PROMPT =
Reproduce each of the entries below word for word, keeping every line and character unchanged.

EXERCISE DATA =
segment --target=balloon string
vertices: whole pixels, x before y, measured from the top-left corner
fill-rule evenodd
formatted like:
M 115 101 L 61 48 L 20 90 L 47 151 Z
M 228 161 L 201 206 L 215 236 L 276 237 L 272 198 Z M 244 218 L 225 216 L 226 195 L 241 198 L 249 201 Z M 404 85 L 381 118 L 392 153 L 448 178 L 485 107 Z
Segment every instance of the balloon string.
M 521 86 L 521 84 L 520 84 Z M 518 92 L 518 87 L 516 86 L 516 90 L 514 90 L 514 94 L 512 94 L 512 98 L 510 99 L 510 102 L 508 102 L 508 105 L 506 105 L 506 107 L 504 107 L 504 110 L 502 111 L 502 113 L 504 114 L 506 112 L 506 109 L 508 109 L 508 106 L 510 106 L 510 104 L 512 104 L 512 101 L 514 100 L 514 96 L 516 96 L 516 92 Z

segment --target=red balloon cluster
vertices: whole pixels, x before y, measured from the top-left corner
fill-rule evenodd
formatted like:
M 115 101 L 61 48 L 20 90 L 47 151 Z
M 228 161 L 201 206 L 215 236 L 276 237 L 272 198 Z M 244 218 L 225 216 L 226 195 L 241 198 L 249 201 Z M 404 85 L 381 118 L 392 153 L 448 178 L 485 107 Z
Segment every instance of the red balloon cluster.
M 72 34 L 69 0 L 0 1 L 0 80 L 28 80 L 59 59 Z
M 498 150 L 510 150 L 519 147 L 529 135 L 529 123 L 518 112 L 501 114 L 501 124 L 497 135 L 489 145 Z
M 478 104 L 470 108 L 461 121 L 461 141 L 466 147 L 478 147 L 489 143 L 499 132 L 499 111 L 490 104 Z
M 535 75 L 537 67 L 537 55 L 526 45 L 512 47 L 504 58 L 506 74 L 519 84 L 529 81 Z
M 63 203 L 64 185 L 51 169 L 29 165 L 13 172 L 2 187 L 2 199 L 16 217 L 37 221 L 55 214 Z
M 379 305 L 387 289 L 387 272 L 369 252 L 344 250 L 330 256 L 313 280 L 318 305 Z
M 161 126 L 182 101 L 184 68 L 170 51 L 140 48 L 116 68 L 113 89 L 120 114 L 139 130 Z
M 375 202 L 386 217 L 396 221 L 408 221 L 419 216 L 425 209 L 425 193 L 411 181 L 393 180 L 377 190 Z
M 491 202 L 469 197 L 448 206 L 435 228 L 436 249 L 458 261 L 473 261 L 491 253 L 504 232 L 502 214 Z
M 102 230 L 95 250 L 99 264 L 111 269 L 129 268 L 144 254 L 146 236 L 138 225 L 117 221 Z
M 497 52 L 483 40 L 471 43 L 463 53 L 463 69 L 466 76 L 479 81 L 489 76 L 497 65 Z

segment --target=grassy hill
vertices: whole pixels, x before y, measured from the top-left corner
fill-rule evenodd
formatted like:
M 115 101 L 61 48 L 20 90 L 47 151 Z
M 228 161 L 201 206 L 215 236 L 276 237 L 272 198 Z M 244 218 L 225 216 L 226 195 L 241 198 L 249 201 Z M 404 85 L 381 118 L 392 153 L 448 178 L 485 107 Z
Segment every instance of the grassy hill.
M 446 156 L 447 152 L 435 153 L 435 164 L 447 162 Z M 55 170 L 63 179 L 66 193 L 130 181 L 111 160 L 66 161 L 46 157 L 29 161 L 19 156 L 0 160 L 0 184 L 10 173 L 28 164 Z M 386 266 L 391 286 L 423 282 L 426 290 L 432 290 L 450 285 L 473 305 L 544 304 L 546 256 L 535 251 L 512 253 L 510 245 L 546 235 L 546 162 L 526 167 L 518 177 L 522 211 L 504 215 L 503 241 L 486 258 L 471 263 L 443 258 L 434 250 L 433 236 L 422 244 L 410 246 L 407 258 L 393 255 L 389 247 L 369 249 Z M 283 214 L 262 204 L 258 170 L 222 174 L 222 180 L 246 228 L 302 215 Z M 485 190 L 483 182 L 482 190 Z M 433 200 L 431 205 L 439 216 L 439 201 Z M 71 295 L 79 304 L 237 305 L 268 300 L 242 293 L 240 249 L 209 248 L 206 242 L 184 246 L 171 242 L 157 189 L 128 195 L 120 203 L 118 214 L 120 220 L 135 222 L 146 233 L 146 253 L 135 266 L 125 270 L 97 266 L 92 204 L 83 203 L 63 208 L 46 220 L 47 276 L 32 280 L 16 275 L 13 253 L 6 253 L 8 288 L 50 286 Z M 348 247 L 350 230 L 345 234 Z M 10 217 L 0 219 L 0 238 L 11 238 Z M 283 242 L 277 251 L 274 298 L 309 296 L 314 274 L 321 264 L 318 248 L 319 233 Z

WRITTEN ANSWER =
segment --target=balloon string
vertices: whole pixels, x before y, measured from the top-left corner
fill-rule evenodd
formatted like:
M 115 101 L 61 48 L 20 90 L 47 151 Z
M 228 161 L 201 206 L 215 236 L 276 237 L 272 198 Z M 244 218 L 225 216 L 226 195 L 241 198 L 249 201 Z M 404 85 L 381 118 L 392 153 L 448 178 L 485 107 Z
Segment every instance of the balloon string.
M 521 86 L 521 84 L 520 84 Z M 518 92 L 518 87 L 516 86 L 516 90 L 514 90 L 514 94 L 512 94 L 512 98 L 510 99 L 510 102 L 508 102 L 508 105 L 506 105 L 506 107 L 504 107 L 504 110 L 502 111 L 502 113 L 504 114 L 506 112 L 506 109 L 508 109 L 508 106 L 510 106 L 510 104 L 512 104 L 512 101 L 514 100 L 514 96 L 516 96 L 516 92 Z

segment --target=red balloon cluster
vertices: whole pixels, x before y, measured from the top-left corner
fill-rule evenodd
formatted like:
M 115 101 L 61 48 L 20 90 L 47 151 Z
M 228 161 L 201 206 L 215 236 L 276 237 L 272 198 Z M 244 218 L 225 216 L 226 195 L 241 198 L 249 201 Z M 404 85 L 381 118 L 392 153 L 448 178 L 485 107 Z
Segment every instance of the red balloon cluster.
M 72 34 L 69 0 L 0 1 L 0 80 L 28 80 L 59 59 Z
M 498 150 L 510 150 L 519 147 L 529 135 L 529 123 L 518 112 L 501 114 L 501 124 L 497 135 L 489 145 Z
M 478 104 L 470 108 L 461 121 L 461 141 L 466 147 L 478 147 L 489 143 L 499 132 L 499 111 L 490 104 Z
M 535 75 L 537 67 L 537 55 L 526 45 L 512 47 L 504 58 L 506 74 L 519 84 L 529 81 Z
M 63 203 L 64 185 L 51 169 L 29 165 L 13 172 L 2 187 L 2 199 L 16 217 L 37 221 L 55 214 Z
M 379 305 L 387 289 L 387 272 L 369 252 L 344 250 L 330 256 L 313 280 L 318 305 Z
M 161 126 L 182 101 L 184 68 L 170 51 L 140 48 L 116 68 L 113 89 L 120 114 L 139 130 Z
M 375 202 L 386 217 L 396 221 L 408 221 L 419 216 L 425 209 L 425 193 L 411 181 L 393 180 L 377 190 Z
M 491 202 L 469 197 L 448 206 L 435 228 L 436 249 L 458 261 L 473 261 L 491 253 L 504 232 L 502 214 Z
M 102 230 L 95 250 L 99 264 L 111 269 L 129 268 L 144 254 L 146 236 L 138 225 L 117 221 Z
M 497 52 L 483 40 L 471 43 L 463 53 L 463 69 L 466 76 L 479 81 L 489 76 L 497 65 Z

segment --target=grassy hill
vertices: whole pixels, x before y, measured from the top-left corner
fill-rule evenodd
formatted like:
M 115 101 L 61 48 L 20 90 L 47 151 Z
M 228 161 L 201 206 L 215 236 L 276 237 L 272 198 Z M 244 218 L 225 216 L 226 195 L 241 198 L 249 201 Z M 404 85 L 381 118 L 392 153 L 448 178 L 485 107 Z
Segment every instance of the grassy hill.
M 446 156 L 447 152 L 435 153 L 435 164 L 447 162 Z M 55 170 L 63 179 L 66 193 L 130 181 L 111 160 L 66 161 L 46 157 L 29 161 L 19 156 L 0 160 L 0 184 L 10 173 L 28 164 Z M 386 266 L 391 286 L 423 282 L 426 290 L 432 290 L 450 285 L 473 305 L 544 304 L 546 256 L 535 251 L 512 253 L 510 245 L 546 235 L 546 162 L 526 167 L 518 177 L 522 211 L 504 215 L 503 241 L 486 258 L 471 263 L 443 258 L 434 250 L 433 236 L 422 244 L 410 246 L 407 258 L 393 255 L 389 247 L 369 249 Z M 283 214 L 262 204 L 258 170 L 222 174 L 222 180 L 246 228 L 302 215 Z M 485 190 L 483 182 L 482 190 Z M 433 200 L 431 205 L 439 216 L 439 201 Z M 71 295 L 79 304 L 237 305 L 268 300 L 242 293 L 240 249 L 209 248 L 206 242 L 184 246 L 171 242 L 157 189 L 128 195 L 120 203 L 118 214 L 120 220 L 135 222 L 146 233 L 146 253 L 135 266 L 125 270 L 97 266 L 92 204 L 83 203 L 63 208 L 46 220 L 47 276 L 32 280 L 16 275 L 13 253 L 6 253 L 8 288 L 50 286 Z M 348 247 L 350 230 L 345 234 Z M 10 217 L 0 219 L 0 238 L 11 238 Z M 283 242 L 277 251 L 274 298 L 309 296 L 314 274 L 321 264 L 318 248 L 319 233 Z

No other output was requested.